* [Requirement]
Report the lines of the data below that contain the string "shirt".
(Beginning of Provided data)
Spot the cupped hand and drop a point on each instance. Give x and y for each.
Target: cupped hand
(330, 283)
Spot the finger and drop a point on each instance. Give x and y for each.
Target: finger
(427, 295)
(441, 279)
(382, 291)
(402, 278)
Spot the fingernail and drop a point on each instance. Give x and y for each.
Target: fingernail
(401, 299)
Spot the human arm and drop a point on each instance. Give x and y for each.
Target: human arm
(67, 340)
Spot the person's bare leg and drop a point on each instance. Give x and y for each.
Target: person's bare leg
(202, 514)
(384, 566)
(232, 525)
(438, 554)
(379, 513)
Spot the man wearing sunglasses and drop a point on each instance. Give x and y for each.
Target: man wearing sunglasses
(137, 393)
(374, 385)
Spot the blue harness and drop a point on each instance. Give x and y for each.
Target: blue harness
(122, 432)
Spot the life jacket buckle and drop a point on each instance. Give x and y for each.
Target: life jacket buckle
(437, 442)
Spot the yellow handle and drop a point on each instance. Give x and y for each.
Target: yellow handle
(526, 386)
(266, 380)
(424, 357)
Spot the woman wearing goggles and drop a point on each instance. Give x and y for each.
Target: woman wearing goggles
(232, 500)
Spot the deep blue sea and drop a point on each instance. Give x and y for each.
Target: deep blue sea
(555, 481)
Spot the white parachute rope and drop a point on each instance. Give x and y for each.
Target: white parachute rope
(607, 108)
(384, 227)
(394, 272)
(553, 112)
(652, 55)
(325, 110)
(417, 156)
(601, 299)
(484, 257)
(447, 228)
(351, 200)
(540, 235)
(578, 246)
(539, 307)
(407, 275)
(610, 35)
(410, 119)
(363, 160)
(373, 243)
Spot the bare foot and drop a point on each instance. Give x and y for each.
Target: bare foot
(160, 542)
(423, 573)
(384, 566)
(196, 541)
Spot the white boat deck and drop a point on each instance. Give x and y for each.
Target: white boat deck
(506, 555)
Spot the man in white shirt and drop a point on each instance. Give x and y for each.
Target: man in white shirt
(End of Provided data)
* [Exercise answer]
Spot the man in white shirt and drop a point on each instance. Give x and y for each.
Target: man in white shirt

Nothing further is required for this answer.